» Estratto della pagina:

Forse non tutti sanno che (e forse ai più non gliene frega giustamente niente) che, in alcuni momenti dell’anno noi (a volte io da solo, sigh) si viaggia molto.
Se da un lato è bello perché si conoscono posti nuovi spesso belli, genti nuove spesso simpatiche, si conoscono anche trattorie nuove nelle quali si mette alla prova il nostro discernimento nel comprendere (da ignoranti quali siamo) cosa è tradizione e cosa innovazione nella cultura culinaria locale.
Non c’è dubbio che se è vero che la materia prima parla di mari e terre (disponibilità = tradizione) è nell’accoppiarsi degli elementi nella fucina alchemica dei tegami che si rivela (e rileva) la capacità innovativa, la giovinezza di un popolo, la capacità di ampliare il futuro.
Questo naturalmente vale per i paesi ricchi, dove c’è la possibilità, il lusso di scegliere di ingozzarsi fino a morirne o (semplicemente?) rifiutarlo anche qui fino a morirne.
Nel terzo mondo l’obesità è eccezionale e l’anoressia praticamente sconosciuta.
Ma c’è un altro indicatore dello sviluppo culturale di un popolo, di una città: il numero e/o la dimensione delle librerie.
In quasi ogni tappa, se il tempo ce lo consente, ci infiliamo in una libreria e ci vagabondiamo osservando, rispetto alle nostre consuete, la distribuzione dei libri, il risalto (o l’omissione) nell’esporre novità, classici, generi diversi.
Credetemi, si impara molto sulla “costituzione”, sulle aspirazioni, sulle abitudini degli autoctoni.
Recentemente a Forlì ne abbiamo visitata una ampia e bella sul corso principale, in assoluta assonanza ai nostri gusti (tutto è soggettivo!), ricca di generi diversi ben rappresentati, con un occhio attento alle novità (non solo l’onnipresente Wilbur Smith) ed ai gusti (eh, eh, eh), tra le decine di libri di cucina et similibus c’era veramente da perdersi ma non solo tra quelli.

» Set di dati:
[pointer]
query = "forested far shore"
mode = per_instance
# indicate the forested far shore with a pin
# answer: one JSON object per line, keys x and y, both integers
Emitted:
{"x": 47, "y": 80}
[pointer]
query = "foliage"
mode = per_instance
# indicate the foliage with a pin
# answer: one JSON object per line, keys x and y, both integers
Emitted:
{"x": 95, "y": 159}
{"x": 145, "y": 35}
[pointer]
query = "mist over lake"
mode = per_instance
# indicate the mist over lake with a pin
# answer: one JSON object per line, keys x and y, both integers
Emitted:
* * *
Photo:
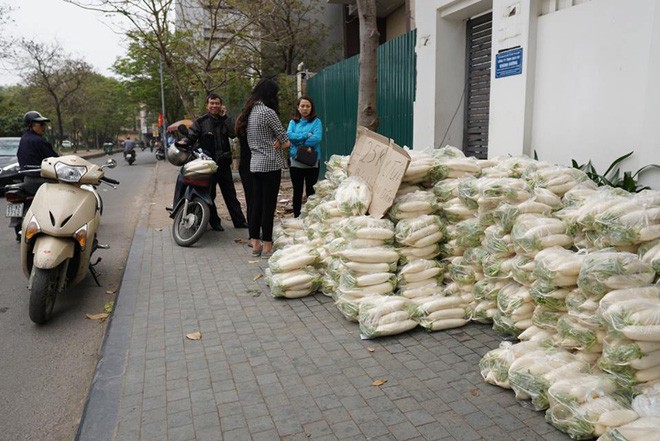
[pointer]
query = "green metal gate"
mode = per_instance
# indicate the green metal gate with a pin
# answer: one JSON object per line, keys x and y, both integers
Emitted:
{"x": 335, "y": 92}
---
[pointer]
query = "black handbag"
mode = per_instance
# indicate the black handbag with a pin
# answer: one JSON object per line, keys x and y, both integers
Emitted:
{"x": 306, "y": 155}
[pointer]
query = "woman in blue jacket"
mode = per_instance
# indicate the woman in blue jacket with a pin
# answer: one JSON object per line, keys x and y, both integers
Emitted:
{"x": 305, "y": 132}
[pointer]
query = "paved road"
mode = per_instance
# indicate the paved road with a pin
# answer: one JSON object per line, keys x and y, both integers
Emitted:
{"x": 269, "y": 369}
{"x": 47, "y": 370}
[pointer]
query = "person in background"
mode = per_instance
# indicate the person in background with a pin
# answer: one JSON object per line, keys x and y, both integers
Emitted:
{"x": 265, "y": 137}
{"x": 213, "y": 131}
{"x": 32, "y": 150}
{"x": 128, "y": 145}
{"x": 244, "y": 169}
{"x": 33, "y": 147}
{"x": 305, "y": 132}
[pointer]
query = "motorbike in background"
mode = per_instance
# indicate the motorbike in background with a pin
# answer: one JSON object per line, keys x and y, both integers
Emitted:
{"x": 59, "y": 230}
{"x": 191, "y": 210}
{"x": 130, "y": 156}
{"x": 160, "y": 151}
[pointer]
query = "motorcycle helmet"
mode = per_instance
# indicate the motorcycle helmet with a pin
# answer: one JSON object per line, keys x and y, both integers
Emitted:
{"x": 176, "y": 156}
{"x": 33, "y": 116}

» Cosa si chiede:
a - Rispondi a queste domande sul brano dedicato ai viaggi e alle librerie:
(i) Oltre alla cucina, quale altro indicatore dello sviluppo culturale di un popolo viene indicato?
(ii) In quale città si trova la libreria visitata di recente, e in quale punto della città?
(iii) Che cosa si afferma sull'obesità e sull'anoressia nel terzo mondo?
b - Scrivi il seguito del brano sui viaggi, le trattorie e le librerie, partendo subito dopo la sua ultima frase.
Le voci non servono per svolgere l'esercizio.

» Risposte scritte:
a -
(i) Il numero e/o la dimensione delle librerie.
(ii) A Forlì, sul corso principale.
(iii) L'obesità vi è eccezionale e l'anoressia è praticamente sconosciuta.

b -
Mentre Ciccina comprava “La cucina di Bahia ovvero il libro di cucina di Pedro Archanjo e Le merende di dona Flor” di Jorge Amado e Palma Jorge Amado (figlia) io mi sono perso, per esempio, sul un tavolo dedicato esclusivamente alla riedizione di
Maigret de gli Adelphi.
C’erano praticamente tutti i volumi usciti sinora. Credo siano più di cinquanta rispetto ai 76 scritti da Simenon. Personalmente ne ho 47 in varie edizioni (di cui alcuni doppioni), compreso quelli di Mondadori con il dorso telato (da 200 £) comprati usati sulle bancarelle di Portalba a Napoli. Comprenderete bene (e giustificherete) la mia immersione total body in quei libri. Purtroppo, non essendo un bibliofilo ma un divoratore, dei titoli posseduti ne ricordo solo alcuni e, spesso, li confondo con quelli che desidero acquistare e che memorizzo in quel colabrodo della mia mente. D’altra parte il vizio di incellofanare i libri, seppure garantisce di comprare libri intonsi, impedisce agli smemorati una rapida scorsa chiarificatrice.
La naturale conseguenza è che spesso compro gli stessi libri più volte.
Insomma, per farvela breve, ne compro tre la cui lettura ho rimandata sino a pochi giorni fa, quando gli impegni di lavoro si sono momentaneamente diradati, e sono riuscito, di nuovo, a giungere al momento del temporaneo congedo non tanto stanco da non riuscire ad aprire un libro e leggere qualche pagina.
Il primo, “
Il cavallante della Providence”, è andato bene, non l’avevo letto, ma mi ha lasciato una puntina di insoddisfazione in quanto, pur disegnando in modo efficace la psicologia dei personaggi (ovviamente in particolare dell’assassino/a) entra, a mio gusto, tardi nell’atmosfera e si sperde un po’ per fratte.
L’ho finito stanotte mentre aspettavo le dolci pulzelle (mie figlie) che rientravano dal crazy Saturday Night party che si svolge in questa città ogni week end.
Che devo fare? Loro sono grandi (20 e 17) ma io, come un cane pastore, se non sono a casa dormo male.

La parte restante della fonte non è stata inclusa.